Фрагмент документа >>
В первый же день своего пребывания в Париже, 16 сентября, Брюсов написал жене: «Бродя по улицам, повстречал Аркоса. Это изумительно, ибо он единственный человек, которого я знаю сейчас во всем Париже (ибо ни Гиля, ни Вальдора, ни других аббэистов в Париже еще нет). И вот из 3 000 000 человек я этого единственного встречаю на перекрестке! Сидели в кафе, говорили. Условились о новых встречах. Аркос приглашен одним антрепренером в поездку по Европе (читать лекции) и будет в Москве (в марте)». «Сегодня был у Аркоса, — писал Брюсов жене 18 сентября. — Пригласил его к себе в гарсоньерку. Будет он и Вильдрак».
Общение с поэтами «Аббатства», однако, на этот раз не доставило Брюсову тех отрадных впечатлений, какие он вынес из своего предыдущего парижского приезда. Не исключено, что Брюсов ощутил симптомы расхождения между членами кружка, официально прекратившего свое существование зимой 1907–1908 г.: прежняя поэтическая коммуна, объединенная вокруг собственного издательства и типографии, обнаружила свою нежизнеспособность, и участники ее уже продолжали писательскую деятельность каждый самостоятельно, — и Брюсов не упускает случая поиронизировать по поводу стремления «аббеистов» к литературной и житейской «маститости». Но преобладало в его впечатлениях, безусловно, другое. Всегда ценящий прежде всего новизну, изменение творческого облика, не терпящий самоповторений и топтания на месте, Брюсов был раздосадован тем, что за год разлуки полюбившиеся ему поэты не вышли за пределы прежних достижений. Скептические интонации и даже ноты разочарования преобладают почти во всех признаниях Брюсова в письмах к жене о контактах с «аббеистами». 20 сентября: «Аркос и аббэисты (Ты была права) потеряли для меня всякий интерес, да и они (Ты тоже права) мною не очень интересуются»; 21 сентября: «Видел сегодня Вальдора: растолстел, отпустил баки и производит впечатление отвратительное»; 22 сентября: «Видел сегодня Дюамеля — он уже доктор»; 25 сентября: «Вчера были у меня Аркос, Вальдор, Вильдрак, Дюамель. Пили ликер, говорили о „научной поэзии“. Словно ничего не изменилось за год. Скучно. Они все „оперились“, получили доступ в журналы, стали банальнее и менее интересны. Дюамель приятнее других, добрый и, кажется, глупый».

Пункт задания 1 >> Изложите в виде краткого списка абзац фрагмента о пребывании Брюсова в Париже, начинающийся словами «В первый же день своего пребывания в Париже». Сохраните основные факты.
Пункт задания 2 >> Продолжите фрагмент о пребывании Брюсова в Париже, начав сразу после его последнего предложения.

Выбранные строки >>
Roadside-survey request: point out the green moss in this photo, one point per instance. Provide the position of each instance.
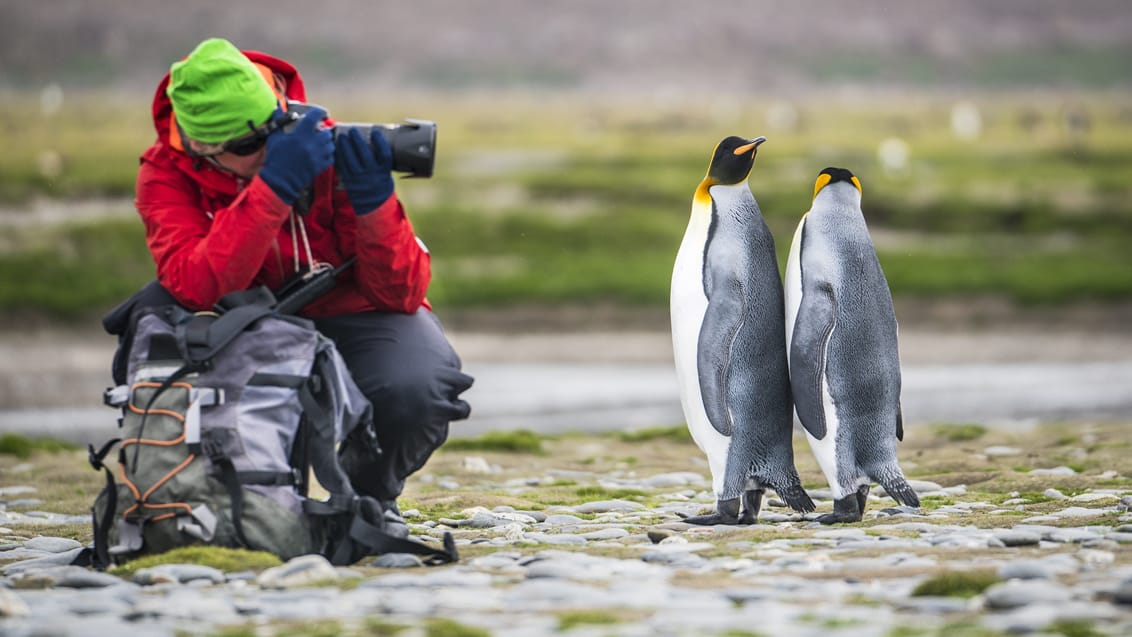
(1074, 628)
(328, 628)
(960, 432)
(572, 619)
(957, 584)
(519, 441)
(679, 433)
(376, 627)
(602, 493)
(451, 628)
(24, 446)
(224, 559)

---

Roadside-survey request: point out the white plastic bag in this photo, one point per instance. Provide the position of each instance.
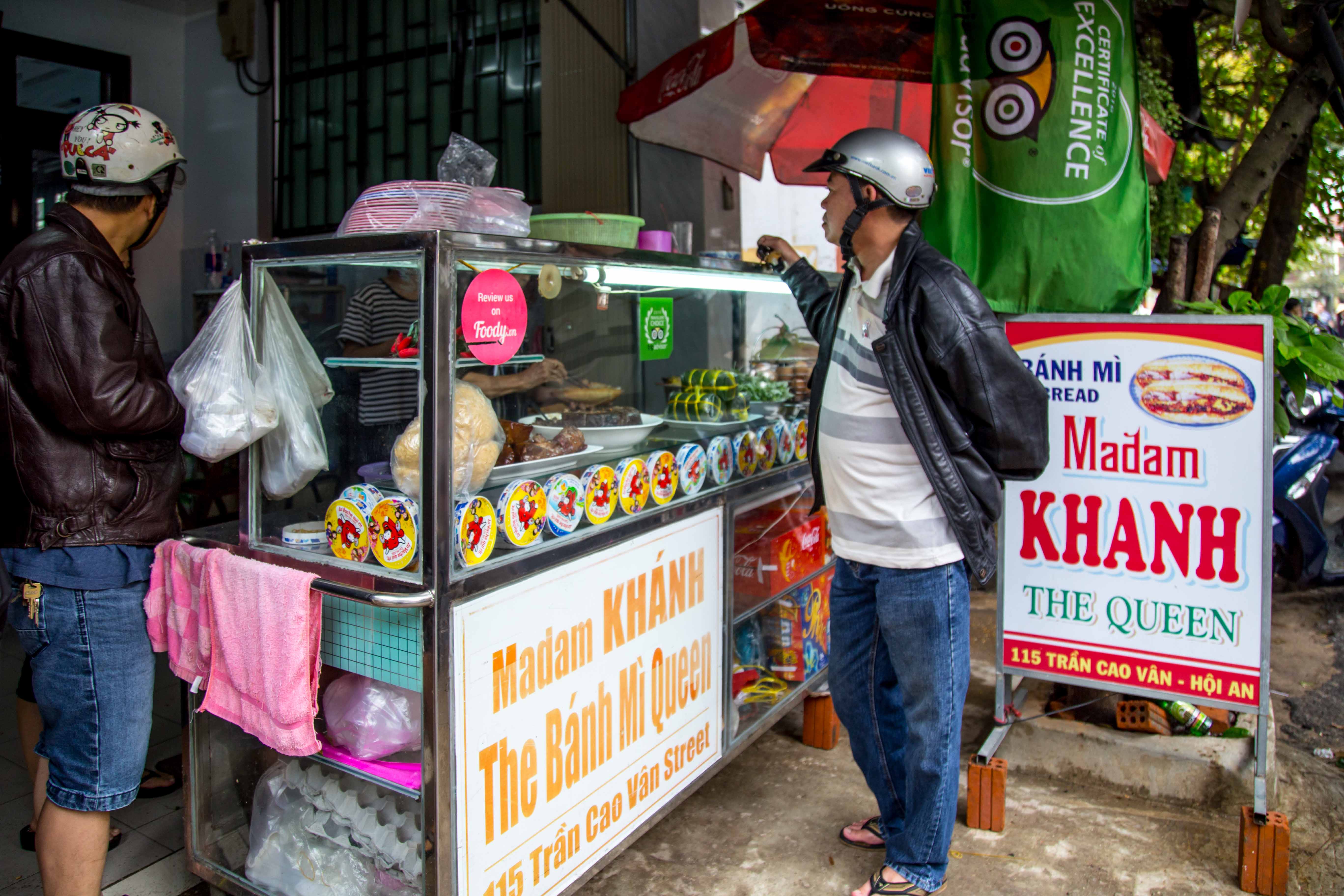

* * *

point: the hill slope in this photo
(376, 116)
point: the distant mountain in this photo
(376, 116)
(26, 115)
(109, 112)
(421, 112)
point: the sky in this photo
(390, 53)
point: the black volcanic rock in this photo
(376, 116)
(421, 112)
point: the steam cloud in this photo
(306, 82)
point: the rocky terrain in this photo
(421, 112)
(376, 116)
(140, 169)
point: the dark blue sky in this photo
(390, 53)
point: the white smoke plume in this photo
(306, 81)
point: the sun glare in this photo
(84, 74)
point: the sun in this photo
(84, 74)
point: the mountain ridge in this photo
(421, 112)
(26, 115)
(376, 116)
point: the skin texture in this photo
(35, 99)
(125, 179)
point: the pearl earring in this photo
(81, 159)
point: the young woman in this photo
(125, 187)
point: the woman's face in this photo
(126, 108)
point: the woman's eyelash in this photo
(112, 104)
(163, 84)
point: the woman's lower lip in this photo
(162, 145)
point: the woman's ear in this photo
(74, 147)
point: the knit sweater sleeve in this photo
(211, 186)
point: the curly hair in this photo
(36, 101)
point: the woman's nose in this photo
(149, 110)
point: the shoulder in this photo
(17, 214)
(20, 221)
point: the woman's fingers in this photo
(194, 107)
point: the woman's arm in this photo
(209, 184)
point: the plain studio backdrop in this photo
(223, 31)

Поле ответа 1 >>
- 16 сентября, в первый день в Париже, Брюсов случайно встретил на улице Аркоса. Других знакомых в городе у него тогда не было: Гиль, Вальдор и остальные аббэисты ещё не приехали.
- Они посидели в кафе, побеседовали и договорились о новых встречах.
- Один антрепренер пригласил Аркоса в лекционную поездку по Европе, и в марте Аркос должен был быть в Москве.
- 18 сентября Брюсов побывал у Аркоса и пригласил его к себе в гарсоньерку. Прийти должны были Аркос и Вильдрак.

Поле ответа 2 >>
В другом письме, от 29 сентября, Брюсов находит все же иные слова для характеристики своих парижских друзей: «Вчера я был у Дюамеля. Он — доктор, врач, но живет скудно, на 6 этаже, с прекрасным видом на Париж, но без лифта <…> Говорили мы о стихосложении, о судьбе его сотоварищей. Все в общем бедствуют. Особенно Вильдрак, женатый на сестре Дюамеля. У него двое детей и никаких занятий. Бедствует и Вальдор, но il sait s’accommoder… [518] Был еще тут же Ромэн. Мы в прошлом году его замечали меньше всех, а он процвел всех больше. Не только получил премию на конкурсе поэтов в Одеоне, но теперь получил доступ во все журналы. Все критики, даже газетные, его хвалят. „Il arrivera“ [519] <…> Стихи его действительно хороши» [520] . Но и этот сочувственный отзыв о Жюле Ромэне отчасти гасится упоминанием о нем в письме от 11 октября: «Вчерашняя лекция Ж. Ромэна ничем не отличалась от всех conf'erences, какие мы с Тобой слышали в прошлом году <…> После лекции сидели всем „аббатством“ в кафе, и было очень скучно. Все же Р. Гиль головой умнее всей этой зеленой молодежи, среди которой все — les arrivistes» [521] . Впрочем, и сам Рене Гиль, вернувшийся в Париж в конце сентября, не вызвал у Брюсова на этот раз прежнего предельно почтительною отношения. 2 октября, на другой день после визита к Гилю, Брюсов вкратце сообщал жене: «Гиль был tr`es, tr`es, tr`es gentil [522] , очень мил, много говорил, читал свои стихи, бранил всех, кроме себя, и сравнивал себя с Гёте». Престиж Гиля все же остался непоколебленным, хотя новых интересных черт в личности французского поэта Брюсову явно не открылось: упоминания в письмах о встречах с Гилем сухо информативны, односложны. О прощальном обеде у Гиля 22 октября Брюсов сообщал на следующий день: «Гиль и M-me Гиль были милы без конца. Они все же одни из редких в Париже людей».
518
Он умеет приспосабливаться к обстоятельствам (фр.).
519
Он далеко пойдет (фр.).
520
Благоволина Ю. П. Архив В. Я. Брюсова. (Материалы, поступившие после 1966 г.) // Записки Отдела рукописей ГБЛ. М., 1978. Вып. 39. С. 84.
521
Карьеристы (фр.).
522
Весьма, весьма, весьма любезен (франц.).